**TEXT SECTION**
The paper describes UILoc a system combining dead reckoning, iBeacons and Wi-Fi to achieve an average localisation error is about 1.1 m.

The paper also compares the trajectories obtained using different localisation schemes:

Beacon Network Effects

It’s often the case that rolling out beacons for a particular purpose allows them to be put to other unrelated uses. Take, for example, one of our customers, a hospital, who wanted to roll out a network of beacons to allow wayfinding by patients.

Beyond this initial remit, having beacons placed along corridors allowed them to be re-used for asset tracking. Also, the data from both will allow people and asset movement to be monitored to work out choke points as well as ‘wasted’ areas where nothing happens.

If you think wider than your initial requirement it’s often possible to find extra usecases and identify extra stakeholders who might even be able to help cross-fund the initial requirement.

Update: Just after we wrote this, we became aware, via Mr Beacon, that SNCF have a competition to make best use of their beacon network.

Standard vs Proprietary Technology

There’s a thought provoking article, by Lorenzo Amicucci, on the Nordic Semiconductor blog on End-User Factors Impacting Industrial IoT Connectivity. Nordic is the manufacturer of the System-on-a Chip (SoC) in most beacons and Lorenzo is one of their Business Development Managers. While the article talks about Industrial IoT Connectivity and by implication Bluetooth Mesh, the insights are applicable to any project that has to choose between standard or proprietary technology.

The main conclusion is that the best solution from a technical perspective is not always best for the customer. Instead, the best solution should depend on the longer-term business strategy. While a proprietary technology can have the advantage of differentiating your offering it can suffer from future limited supplier availability and possibly shorter lifetime of the technology. Large rollouts:

“…want the confidence that a huge capital spend won’t be wasted on a technology that will be left obsolete in a couple of years.”

More specfically, new and second sourced products from other vendors need to guarantee interoperability for the lifetime of your project.

Read about Generic Beacons

Detecting Temperature With Beacons

Some sensor beacons can be used to monitor temperature. The first thing to consider when comparing temperature beacons is whether they have a dedicated hardware temperature sensor. Some beacons have a temperature sensor inside the main chip (System on a Chip – SoC) that’s less accurate and has less precision. The sensor is mainly there to give an indication of the chip temperature, not the ambient (outside the beacon) temperature. Most beacons only transmit for the order of 1ms every 10 to 5 seconds and enter a very low power state the remainder of the time. This means they not only use low power but don’t significantly heat the SoC. This means the SoC roughly tracks the outside temperature.

In our sensor beacon listings, when we say a beacon has a temperature sensing it has a separate hardware sensor, usually the Sensirion SHT20, providing more accuracy and precision than the sensor in a SoC. Some of our beacons, such as the Minew i3 and i7 have an internal SoC temperature sensor that’s readable but we don’t classify that as a sensor beacon.

The next thing to consider is the casing. In order to quickly track ambient temperature, the casing needs to be open somewhere and usually have a hole. Beacons that say they are waterproof and have temperature sensing won’t track ambient temperature well.

We have had customers use temperature sensing beacons in scientific situations and where they need to periodically calibrate sensing equipment. How do you calibrate temperature sensor beacons? The SHT20 is has a long term drift of only <0.04 deg C/year (the humidity reading vaies difts by <0.5%RH/year) so it doesn’t need calibration for most situations. However, if you need better than this, or check calibration, you will need to periodically calibrate in the software of the device (usually an app) that receives the beacon sensor data.

**Saved entries**

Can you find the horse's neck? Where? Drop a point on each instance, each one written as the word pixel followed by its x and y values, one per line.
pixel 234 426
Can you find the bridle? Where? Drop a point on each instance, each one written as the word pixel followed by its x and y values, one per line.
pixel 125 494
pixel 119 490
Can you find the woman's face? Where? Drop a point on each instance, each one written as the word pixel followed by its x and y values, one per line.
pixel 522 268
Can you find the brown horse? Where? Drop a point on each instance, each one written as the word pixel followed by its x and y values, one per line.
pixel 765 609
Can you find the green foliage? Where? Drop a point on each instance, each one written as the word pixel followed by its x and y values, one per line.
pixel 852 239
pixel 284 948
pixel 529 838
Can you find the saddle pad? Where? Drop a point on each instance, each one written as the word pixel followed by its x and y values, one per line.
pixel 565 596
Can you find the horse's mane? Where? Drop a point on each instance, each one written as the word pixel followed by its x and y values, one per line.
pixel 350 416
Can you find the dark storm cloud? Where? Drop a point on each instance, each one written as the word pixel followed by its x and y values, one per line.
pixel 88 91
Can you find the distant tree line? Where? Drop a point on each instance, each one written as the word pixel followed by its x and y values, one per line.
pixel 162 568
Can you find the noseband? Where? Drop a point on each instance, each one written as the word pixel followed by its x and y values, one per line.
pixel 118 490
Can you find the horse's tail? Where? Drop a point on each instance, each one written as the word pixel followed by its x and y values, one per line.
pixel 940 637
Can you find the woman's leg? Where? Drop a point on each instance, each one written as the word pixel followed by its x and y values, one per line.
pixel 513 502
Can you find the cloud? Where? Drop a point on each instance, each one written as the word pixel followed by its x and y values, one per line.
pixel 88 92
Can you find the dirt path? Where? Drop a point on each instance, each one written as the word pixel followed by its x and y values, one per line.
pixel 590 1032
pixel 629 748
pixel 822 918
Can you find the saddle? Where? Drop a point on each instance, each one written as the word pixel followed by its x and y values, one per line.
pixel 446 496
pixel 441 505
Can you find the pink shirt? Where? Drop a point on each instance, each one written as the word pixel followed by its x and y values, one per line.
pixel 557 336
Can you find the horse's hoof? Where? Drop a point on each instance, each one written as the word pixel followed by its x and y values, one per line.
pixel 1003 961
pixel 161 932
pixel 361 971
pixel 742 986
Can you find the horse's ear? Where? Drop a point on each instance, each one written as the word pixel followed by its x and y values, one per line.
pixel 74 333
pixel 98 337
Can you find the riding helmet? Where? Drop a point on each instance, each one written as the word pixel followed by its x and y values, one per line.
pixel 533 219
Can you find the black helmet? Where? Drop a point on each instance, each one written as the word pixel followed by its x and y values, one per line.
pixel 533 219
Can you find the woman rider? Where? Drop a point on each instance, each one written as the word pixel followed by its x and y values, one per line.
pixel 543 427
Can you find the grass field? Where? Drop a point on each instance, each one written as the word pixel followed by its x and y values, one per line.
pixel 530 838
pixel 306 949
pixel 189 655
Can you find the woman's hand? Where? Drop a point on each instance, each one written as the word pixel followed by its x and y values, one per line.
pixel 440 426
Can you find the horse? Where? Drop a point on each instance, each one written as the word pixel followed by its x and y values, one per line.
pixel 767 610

**WHAT TO DO**
Please decide whether each statement agrees with the beacon text, answering yes or no and quoting the text's deciding words: (a) The hospital first wanted beacons so that patients could find their way. (b) The Minew i3 and i7 are classed as sensor beacons. (c) Waterproof beacons with temperature sensing track ambient temperature well. The records have no connection to the text.

**OUTPUT FOR THIS TASK**
(a) Yes: "wanted to roll out a network of beacons to allow wayfinding by patients."
(b) No: "we don’t classify that as a sensor beacon."
(c) No: "Beacons that say they are waterproof and have temperature sensing won’t track ambient temperature well."